[[ SOURCE TEXT open ]]

Heiden was born June 14, 1958, in Madison, Wis. His parents were sports-conscious people who lived a comfortable life, without pretensions and with a healthy perspective. Heiden had been a good hockey and soccer player growing up, but a better speed skater. When he reached 14, he began skating seriously, training five hours a day on the ice and on dry land. One of the exercises he practiced in his basement was on a six-foot wide plastic sheet in which, in stocking feet, he'd simulate skating while in one place.

At the 1976 Olympics in Innsbruck, Austria, at the age of 17, Heiden finished seventh in the 1,500 meters and 19th in the 5,000 meters. His younger sister Beth came in 11th in the 3,000 meters.

The next year, Heiden shocked the speed-skating world by winning the overall title at the world championships. Even Heiden wondered if his performance was a fluke. It wasn't. He also won the title in 1978 and 1979, becoming undisputed king of a sport that epitomized power, pain and poise.

While his championships made him a household name in Norway and the Netherlands, where speed skating is taken seriously, he still was a relative unknown in the United States outside of Madison. Those who knew the sport thought it wouldn't be a surprise if Heiden, who was on leave from the University of Wisconsin, swept through the 1980 Olympics.

His first race was on Feb. 15, and it was at the distance that he was considered vulnerable: 500 meters. Paired against 1976 Olympic gold medalist and world record holder Yevgeny Kulikov, Heiden raced neck and neck most of the way. But coming out of the last curve, the Soviet skater slipped slightly and Heiden pulled ahead during the crossover.

"I felt that I got almost a slingshot effect," he said, "and that's what helped me come back and beat him in the last 100 meters." His Olympic record 38.03 seconds was .34 of a second faster than Kulikov.

The next day, Heiden took his second gold, finishing a little more than a second ahead of world record holder Kai Arne Stenshjemmet in the 5,000 meters. After Heiden won the 1,000 meters by 1.5 seconds on Feb. 19, Tom Boswell of The Washington Post wrote, "Many athletes have muscles. Few have Heiden's strength of mind, his mulish will inside a thoroughbred's physique."

Midway through his 1,500-meter duel with runner-up Stenshjemmet on Feb. 21, Heiden slipped when he hit a rut in the ice. But he quickly steadied himself, losing only a few hundredths of a second as he continued on to win his fourth gold.

On the night before his drive for five, Heiden attended the U.S.-Soviet Union hockey game. Heiden was so thrilled by the American victory that he had difficulty falling asleep that night and ended up oversleeping. Grabbing a few pieces of bread for breakfast, he hurried to the rink. None of this stopped him from breaking the 10,000-meter world record by 6.2 seconds, winning in 14:28.13. "That's the last world record I had ever expected to break," he said.

[[ SOURCE TEXT closed ]]
[[ SOURCE INFORMATION open ]]

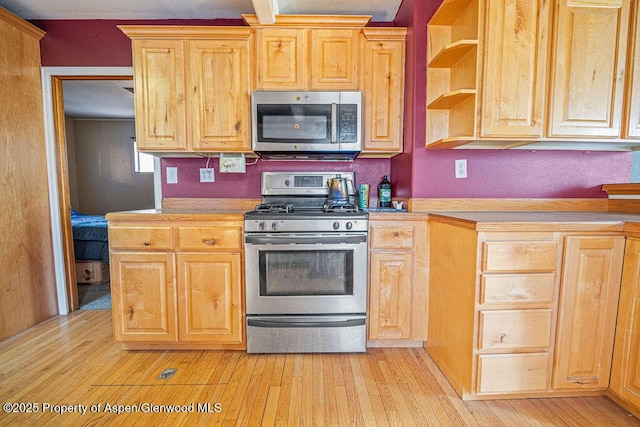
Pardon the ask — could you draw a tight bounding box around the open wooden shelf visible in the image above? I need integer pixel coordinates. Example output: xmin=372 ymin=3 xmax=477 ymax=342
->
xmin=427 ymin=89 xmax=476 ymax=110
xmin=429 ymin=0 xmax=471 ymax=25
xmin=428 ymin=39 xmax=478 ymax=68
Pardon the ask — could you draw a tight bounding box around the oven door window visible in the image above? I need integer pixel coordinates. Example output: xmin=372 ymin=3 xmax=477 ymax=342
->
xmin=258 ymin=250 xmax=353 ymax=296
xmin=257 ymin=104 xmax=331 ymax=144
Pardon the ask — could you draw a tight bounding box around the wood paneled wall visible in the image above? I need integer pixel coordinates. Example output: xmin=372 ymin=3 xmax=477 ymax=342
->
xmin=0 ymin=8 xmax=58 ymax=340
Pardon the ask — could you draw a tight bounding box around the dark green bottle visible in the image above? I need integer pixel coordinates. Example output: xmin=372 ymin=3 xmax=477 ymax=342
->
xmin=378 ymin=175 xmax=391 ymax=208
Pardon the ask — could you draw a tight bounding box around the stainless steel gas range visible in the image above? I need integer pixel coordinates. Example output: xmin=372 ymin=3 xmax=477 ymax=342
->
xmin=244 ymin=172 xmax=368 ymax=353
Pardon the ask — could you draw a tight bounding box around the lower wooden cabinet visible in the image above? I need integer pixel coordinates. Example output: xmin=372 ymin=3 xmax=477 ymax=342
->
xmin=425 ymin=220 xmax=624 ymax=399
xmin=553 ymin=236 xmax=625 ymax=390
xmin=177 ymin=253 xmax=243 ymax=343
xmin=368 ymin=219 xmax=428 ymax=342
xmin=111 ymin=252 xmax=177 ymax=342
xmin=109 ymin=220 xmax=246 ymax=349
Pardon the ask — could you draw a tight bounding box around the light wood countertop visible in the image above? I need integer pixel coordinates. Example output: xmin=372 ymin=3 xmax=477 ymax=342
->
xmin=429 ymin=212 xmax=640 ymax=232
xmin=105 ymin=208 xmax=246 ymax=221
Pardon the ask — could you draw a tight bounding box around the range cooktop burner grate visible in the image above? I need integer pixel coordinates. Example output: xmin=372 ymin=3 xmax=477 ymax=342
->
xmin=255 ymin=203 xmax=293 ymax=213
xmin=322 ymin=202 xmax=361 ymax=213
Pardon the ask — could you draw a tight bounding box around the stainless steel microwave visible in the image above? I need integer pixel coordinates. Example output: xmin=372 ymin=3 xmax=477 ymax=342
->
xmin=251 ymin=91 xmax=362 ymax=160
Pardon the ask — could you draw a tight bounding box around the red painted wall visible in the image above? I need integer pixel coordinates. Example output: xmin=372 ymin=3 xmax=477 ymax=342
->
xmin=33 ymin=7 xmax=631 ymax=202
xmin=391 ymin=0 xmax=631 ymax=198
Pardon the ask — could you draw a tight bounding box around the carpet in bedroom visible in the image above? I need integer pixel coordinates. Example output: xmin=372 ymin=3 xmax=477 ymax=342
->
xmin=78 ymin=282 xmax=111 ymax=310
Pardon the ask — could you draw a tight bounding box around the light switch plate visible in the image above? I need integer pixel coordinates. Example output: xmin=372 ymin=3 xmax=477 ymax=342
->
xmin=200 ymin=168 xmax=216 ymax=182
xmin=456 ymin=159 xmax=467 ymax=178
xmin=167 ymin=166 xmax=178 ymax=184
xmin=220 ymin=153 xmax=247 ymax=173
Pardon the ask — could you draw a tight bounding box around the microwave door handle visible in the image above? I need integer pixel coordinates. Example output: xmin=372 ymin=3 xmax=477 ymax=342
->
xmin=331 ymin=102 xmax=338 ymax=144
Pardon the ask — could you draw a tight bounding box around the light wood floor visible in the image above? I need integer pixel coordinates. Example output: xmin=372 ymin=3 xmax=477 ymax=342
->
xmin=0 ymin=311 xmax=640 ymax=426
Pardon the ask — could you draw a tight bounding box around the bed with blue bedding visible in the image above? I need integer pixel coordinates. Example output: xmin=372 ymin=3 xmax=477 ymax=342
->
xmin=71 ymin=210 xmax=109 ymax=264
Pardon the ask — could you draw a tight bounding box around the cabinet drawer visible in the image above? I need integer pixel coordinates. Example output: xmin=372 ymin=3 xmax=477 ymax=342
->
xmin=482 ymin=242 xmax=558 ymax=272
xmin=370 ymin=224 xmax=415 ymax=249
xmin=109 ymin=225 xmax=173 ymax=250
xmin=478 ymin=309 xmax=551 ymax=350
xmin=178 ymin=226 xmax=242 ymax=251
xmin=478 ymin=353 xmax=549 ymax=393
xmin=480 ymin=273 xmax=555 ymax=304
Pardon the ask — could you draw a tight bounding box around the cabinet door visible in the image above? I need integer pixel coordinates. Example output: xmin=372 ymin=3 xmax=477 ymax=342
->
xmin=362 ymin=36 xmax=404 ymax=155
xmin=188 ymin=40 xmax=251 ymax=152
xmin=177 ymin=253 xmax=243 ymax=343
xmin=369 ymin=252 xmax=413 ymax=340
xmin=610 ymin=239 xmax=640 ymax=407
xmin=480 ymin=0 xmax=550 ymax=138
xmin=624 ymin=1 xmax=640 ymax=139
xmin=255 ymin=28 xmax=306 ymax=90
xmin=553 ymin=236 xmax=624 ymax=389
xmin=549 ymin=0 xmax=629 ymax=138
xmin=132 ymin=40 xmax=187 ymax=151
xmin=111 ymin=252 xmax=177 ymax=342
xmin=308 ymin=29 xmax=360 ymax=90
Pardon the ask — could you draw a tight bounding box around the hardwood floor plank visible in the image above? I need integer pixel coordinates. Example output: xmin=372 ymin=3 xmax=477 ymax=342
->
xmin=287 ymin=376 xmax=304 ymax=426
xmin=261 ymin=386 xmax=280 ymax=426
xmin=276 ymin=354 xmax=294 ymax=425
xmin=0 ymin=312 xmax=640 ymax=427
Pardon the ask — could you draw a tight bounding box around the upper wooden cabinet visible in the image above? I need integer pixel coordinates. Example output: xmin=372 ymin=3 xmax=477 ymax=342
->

[[ SOURCE INFORMATION closed ]]

## [PROBLEMS TO SOLVE]
**A.** From the text about Heiden's skating career, list every race distance in which he won gold at the 1980 Olympics.
**B.** Write out the part of the Heiden text starting with "While his championships" and going on through "during the crossover.".

## [EXERCISE SOLUTIONS]
**A.**
500 meters
5,000 meters
1,000 meters
1,500 meters
10,000 meters

**B.**
While his championships made him a household name in Norway and the Netherlands, where speed skating is taken seriously, he still was a relative unknown in the United States outside of Madison. Those who knew the sport thought it wouldn't be a surprise if Heiden, who was on leave from the University of Wisconsin, swept through the 1980 Olympics.

His first race was on Feb. 15, and it was at the distance that he was considered vulnerable: 500 meters. Paired against 1976 Olympic gold medalist and world record holder Yevgeny Kulikov, Heiden raced neck and neck most of the way. But coming out of the last curve, the Soviet skater slipped slightly and Heiden pulled ahead during the crossover.